PASSAGE SHOWN:
---+---
KO: I do think there was supposed to be some kind of class divide shown here, and that only through a promotion could they move further inland. Resources are shown as being scarce and carefully controlled. I liked the impending doom hanging in the background, but I think it needed a little more context—the shots of the husband and wife driving through fields of windmills are very charming, but imply there’s plenty of space for people to live that isn’t about to collapse into the sea.
How is diversity represented within the narrative?
KO: This was definitely a very white episode—while the world itself was diverse in terms of background extras, the focus was very tightly on our three white leads. But, in doing so, it managed to avoid a real pitfall in many sci-fi stories about “future” metaphorical discrimination—pretending that other kinds of discrimination no longer exist. We don’t know anything about the racism, or other -isms, in this future, which made the low-key discrimination against “hybrids” easier to accept for me. I could assume that this discrimination easily settled in on top of the existing framework of our current world, rather than having to assume a new sci-fi discrimination exists in a world where racism no longer exists, if that makes sense? However, including two black characters who are both antagonists to our leads makes the whole thing feel anodyne and tepid at best.
JJ: Yep, back to “the only black people are of course the bad guys” trope. Besides that, there wasn’t really any diversity in this episode.
How effective was this episode’s plot?
KO: I loved the ending of this one even if the heist aspect felt really underwritten—at one point, Steve Buscemi’s character commits a crime by simply sauntering back into an office and stealing, despite earlier showing us all of the security cameras throughout the building. I’m not sure why the heist needed to have two separate parts, or why a pirate gang of thieves was involved, and honestly would have preferred to see Jill and Sally (Julia Davis) bond more than have a shootout in the woods.
JJ: Two women kicking a no good man off a boat and running off with each other is a great ending to a lacklustre episode.
KO: I do wish it had made the ending explicitly queer, though.
---+---
EXTRACTED MATERIAL:
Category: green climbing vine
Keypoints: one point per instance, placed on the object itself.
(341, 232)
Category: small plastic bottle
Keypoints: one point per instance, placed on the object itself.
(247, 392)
---+---
TASK SET:
1. In the episode discussion, which actor plays Sally?
2. Carry on the episode discussion from its final line.

RESULTS IN ORDER:
1. Julia Davis

2.
What did you think of the episode’s worldbuilding and setting?
KO: The art direction in this was absolutely sublime. Please let me move into a beautiful, about-to-fall-into-the-ocean house.
JJ: I had issues as to why everyone had to live in homes deathly close to a crumbling cliff. It was a beautifully colorful world with great costumes, and amazing visuals though.
How does each episode relate to Philip K. Dick’s thoughts about the future. Are they true to their source material?
KO: So, this is a very strange adaptation of “Sales Pitch,” which is a story about omnipresent advertising, robots, and how much commutes suck. Ed Morris, the main character who shares his name with Steve Buscemi’s character, is plagued by automated advertisements his entire commute from Ganymede back to earth. He wants to get away, to less developed space, though his wife is hesitant about leaving their home. All of that is conveyed in some way in this episode. But “Sales Pitch” doesn’t have a part-porcine femme fatale—instead, it has a robot that is trying to sell itself, and won’t take no for an answer. While I think the concept of artificial humanity is very much in line with his work, this doesn’t really address the themes of the original story and instead raises its own. However, this episode also doesn’t contain the line, “Sally swept breathlessly into the living room, her breasts quivering with excitement,” nor does it ignore the possibility of Sally having an interesting inner life apart from her husband, so that’s definitely a bonus.